== Data supplied ==

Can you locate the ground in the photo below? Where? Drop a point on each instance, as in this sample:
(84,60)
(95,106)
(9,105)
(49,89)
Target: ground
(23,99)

===

▸ **Task to complete**:
Each line of the material should be returned exactly as it stands.

▸ **Solution to this problem**:
Can you locate the ground in the photo below? Where? Drop a point on each instance, as in this sample:
(84,60)
(95,106)
(9,105)
(49,89)
Target: ground
(23,99)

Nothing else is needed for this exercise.